> [Information provided]

# # # # #

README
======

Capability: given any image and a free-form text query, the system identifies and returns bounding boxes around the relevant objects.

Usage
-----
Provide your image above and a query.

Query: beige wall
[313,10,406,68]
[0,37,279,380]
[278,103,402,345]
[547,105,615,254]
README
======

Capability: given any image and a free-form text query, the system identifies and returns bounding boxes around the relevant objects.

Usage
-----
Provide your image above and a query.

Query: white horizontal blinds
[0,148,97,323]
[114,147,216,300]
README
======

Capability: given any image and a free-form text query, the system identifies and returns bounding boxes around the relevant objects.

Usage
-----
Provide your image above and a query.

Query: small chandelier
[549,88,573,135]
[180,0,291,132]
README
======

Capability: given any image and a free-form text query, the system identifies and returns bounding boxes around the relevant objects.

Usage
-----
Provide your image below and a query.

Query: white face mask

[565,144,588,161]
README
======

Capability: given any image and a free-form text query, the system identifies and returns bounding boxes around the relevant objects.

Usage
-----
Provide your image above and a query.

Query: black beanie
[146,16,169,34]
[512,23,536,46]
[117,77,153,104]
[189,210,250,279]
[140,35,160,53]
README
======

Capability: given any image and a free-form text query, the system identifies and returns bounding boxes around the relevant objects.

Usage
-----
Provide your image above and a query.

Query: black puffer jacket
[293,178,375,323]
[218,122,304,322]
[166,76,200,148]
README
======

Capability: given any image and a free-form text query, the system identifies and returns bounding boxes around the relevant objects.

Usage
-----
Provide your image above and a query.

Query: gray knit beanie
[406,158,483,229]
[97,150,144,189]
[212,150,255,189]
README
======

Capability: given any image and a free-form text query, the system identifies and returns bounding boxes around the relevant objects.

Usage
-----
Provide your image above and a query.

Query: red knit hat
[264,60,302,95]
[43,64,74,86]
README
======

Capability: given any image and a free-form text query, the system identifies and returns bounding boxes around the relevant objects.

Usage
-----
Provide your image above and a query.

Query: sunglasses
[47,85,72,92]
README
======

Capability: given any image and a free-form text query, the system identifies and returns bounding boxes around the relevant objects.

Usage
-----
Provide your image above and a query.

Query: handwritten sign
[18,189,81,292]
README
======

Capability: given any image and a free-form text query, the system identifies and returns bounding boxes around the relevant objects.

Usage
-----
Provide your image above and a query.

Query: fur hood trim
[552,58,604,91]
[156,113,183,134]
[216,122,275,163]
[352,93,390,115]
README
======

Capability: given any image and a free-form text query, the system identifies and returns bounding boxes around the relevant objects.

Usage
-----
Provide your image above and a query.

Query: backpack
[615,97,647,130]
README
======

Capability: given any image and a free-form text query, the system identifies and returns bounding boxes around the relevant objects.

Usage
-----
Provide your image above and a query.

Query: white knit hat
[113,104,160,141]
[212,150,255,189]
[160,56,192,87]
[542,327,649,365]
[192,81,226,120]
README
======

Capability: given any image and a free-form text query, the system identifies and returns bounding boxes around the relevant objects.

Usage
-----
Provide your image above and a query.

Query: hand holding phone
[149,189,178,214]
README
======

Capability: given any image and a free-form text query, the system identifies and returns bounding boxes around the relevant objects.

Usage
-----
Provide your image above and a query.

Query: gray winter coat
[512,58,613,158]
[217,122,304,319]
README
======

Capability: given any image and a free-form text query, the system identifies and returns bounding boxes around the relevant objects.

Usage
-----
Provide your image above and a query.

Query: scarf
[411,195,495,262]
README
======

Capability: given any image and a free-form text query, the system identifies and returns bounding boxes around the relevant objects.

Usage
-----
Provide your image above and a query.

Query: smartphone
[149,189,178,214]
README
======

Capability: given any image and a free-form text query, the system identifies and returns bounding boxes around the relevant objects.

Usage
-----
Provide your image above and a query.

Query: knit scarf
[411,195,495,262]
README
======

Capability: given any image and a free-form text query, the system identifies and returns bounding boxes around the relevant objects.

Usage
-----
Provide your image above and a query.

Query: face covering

# # # # #

> [Problem] Pick out every line of the records above that contains the word "knit", and copy each one.

> [Response for this exercise]
Query: gray knit beanie
Query: red knit hat
Query: white knit hat
Query: knit scarf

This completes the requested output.